Segmentation mask data:
______________________________
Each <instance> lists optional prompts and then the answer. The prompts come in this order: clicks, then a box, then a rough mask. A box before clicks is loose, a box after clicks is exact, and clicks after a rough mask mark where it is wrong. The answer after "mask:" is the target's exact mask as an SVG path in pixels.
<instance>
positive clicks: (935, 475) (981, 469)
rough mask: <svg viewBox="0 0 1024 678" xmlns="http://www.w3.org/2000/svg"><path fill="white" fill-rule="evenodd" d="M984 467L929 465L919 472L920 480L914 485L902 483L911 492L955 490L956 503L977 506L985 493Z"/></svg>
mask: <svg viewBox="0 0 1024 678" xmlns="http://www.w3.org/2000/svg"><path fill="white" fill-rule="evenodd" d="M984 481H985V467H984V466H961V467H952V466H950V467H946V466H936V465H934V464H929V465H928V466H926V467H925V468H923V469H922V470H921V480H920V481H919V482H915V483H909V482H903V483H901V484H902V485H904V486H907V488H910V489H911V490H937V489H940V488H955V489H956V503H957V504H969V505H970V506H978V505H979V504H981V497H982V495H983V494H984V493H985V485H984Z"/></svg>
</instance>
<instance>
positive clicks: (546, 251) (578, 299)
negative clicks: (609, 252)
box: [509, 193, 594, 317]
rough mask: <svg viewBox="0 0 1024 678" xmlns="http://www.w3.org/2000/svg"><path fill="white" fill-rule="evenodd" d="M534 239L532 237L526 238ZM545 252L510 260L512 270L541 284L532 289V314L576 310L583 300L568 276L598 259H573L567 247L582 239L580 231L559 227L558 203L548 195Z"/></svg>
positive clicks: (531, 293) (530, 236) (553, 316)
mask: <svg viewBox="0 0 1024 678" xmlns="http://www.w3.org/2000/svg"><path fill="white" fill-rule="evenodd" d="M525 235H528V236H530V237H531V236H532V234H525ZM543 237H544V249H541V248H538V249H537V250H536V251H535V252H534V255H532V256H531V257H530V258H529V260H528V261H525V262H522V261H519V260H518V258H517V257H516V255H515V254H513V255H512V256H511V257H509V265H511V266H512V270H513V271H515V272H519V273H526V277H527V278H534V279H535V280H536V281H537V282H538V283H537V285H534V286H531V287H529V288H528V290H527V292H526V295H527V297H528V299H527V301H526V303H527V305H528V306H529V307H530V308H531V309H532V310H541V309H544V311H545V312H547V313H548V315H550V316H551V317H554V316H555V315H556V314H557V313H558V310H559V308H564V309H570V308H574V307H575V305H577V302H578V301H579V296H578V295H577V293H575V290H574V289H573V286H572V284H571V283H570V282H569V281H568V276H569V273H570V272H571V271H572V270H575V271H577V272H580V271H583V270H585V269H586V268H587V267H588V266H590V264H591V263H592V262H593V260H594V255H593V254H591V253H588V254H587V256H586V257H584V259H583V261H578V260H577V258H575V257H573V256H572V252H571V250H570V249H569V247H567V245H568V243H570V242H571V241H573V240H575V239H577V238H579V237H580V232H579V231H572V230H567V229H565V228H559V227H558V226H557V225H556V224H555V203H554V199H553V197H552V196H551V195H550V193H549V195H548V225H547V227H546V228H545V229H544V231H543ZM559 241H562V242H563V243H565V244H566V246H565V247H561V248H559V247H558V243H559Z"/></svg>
______________________________
• [Assignment]:
Retype the lines above without any changes.

• [Response below]:
Each <instance> lists optional prompts and then the answer. The prompts come in this order: clicks, then a box, then a rough mask. A box before clicks is loose, a box after clicks is exact, and clicks after a rough mask mark where it is wrong. The answer after "mask:" is the target's exact mask as an SVG path in pixels.
<instance>
positive clicks: (935, 475) (981, 469)
rough mask: <svg viewBox="0 0 1024 678" xmlns="http://www.w3.org/2000/svg"><path fill="white" fill-rule="evenodd" d="M984 467L929 465L919 472L920 480L914 485L902 483L911 492L955 490L956 503L977 506L985 493Z"/></svg>
mask: <svg viewBox="0 0 1024 678" xmlns="http://www.w3.org/2000/svg"><path fill="white" fill-rule="evenodd" d="M984 481H985V467H984V466H961V467H952V466H950V467H946V466H936V465H934V464H929V465H928V466H926V467H925V468H923V469H922V470H921V480H920V481H919V482H915V483H909V482H903V483H901V484H902V485H904V486H907V488H910V489H911V490H937V489H940V488H955V489H956V503H957V504H969V505H970V506H978V505H979V504H981V497H982V495H983V494H984V493H985V485H984Z"/></svg>
</instance>
<instance>
positive clicks: (546, 251) (578, 299)
negative clicks: (609, 252)
box: [509, 193, 594, 317]
rough mask: <svg viewBox="0 0 1024 678" xmlns="http://www.w3.org/2000/svg"><path fill="white" fill-rule="evenodd" d="M534 239L532 237L526 238ZM545 252L510 260L512 270L541 284L532 289V314L576 310L583 300L568 276L598 259H573L567 247L582 239L580 231L559 227L558 203L548 195Z"/></svg>
positive clicks: (531, 293) (530, 236) (553, 316)
mask: <svg viewBox="0 0 1024 678" xmlns="http://www.w3.org/2000/svg"><path fill="white" fill-rule="evenodd" d="M525 235H528V236H530V237H531V236H532V234H525ZM543 237H544V249H541V248H538V249H537V250H536V251H535V252H534V255H532V256H531V257H530V258H529V260H528V261H525V262H522V261H519V260H518V258H517V257H516V255H515V254H513V255H512V256H511V257H509V265H511V266H512V270H513V271H515V272H519V273H526V277H527V278H534V279H535V280H536V281H537V282H538V283H537V285H534V286H531V287H529V288H528V290H527V292H526V295H527V297H528V299H527V301H526V303H527V305H528V306H529V307H530V308H531V309H532V310H541V309H544V311H545V312H547V313H548V315H550V316H551V317H554V316H555V315H556V314H557V313H558V310H559V308H564V309H570V308H574V307H575V305H577V302H578V301H579V296H578V295H577V293H575V290H574V289H573V286H572V284H571V283H570V282H569V281H568V276H569V273H570V272H571V271H572V270H575V271H577V272H580V271H583V270H585V269H586V268H587V267H588V266H590V264H591V263H592V262H593V260H594V255H593V254H591V253H588V254H587V256H586V257H584V259H583V261H578V260H577V258H575V257H573V256H572V252H571V250H570V249H569V247H567V245H568V243H570V242H571V241H573V240H575V239H577V238H579V237H580V232H579V231H572V230H567V229H565V228H559V227H558V226H557V225H556V224H555V203H554V199H553V197H552V196H551V195H550V193H549V195H548V225H547V227H546V228H545V229H544V231H543ZM559 241H562V242H563V243H565V244H566V246H565V247H561V248H559V247H558V243H559Z"/></svg>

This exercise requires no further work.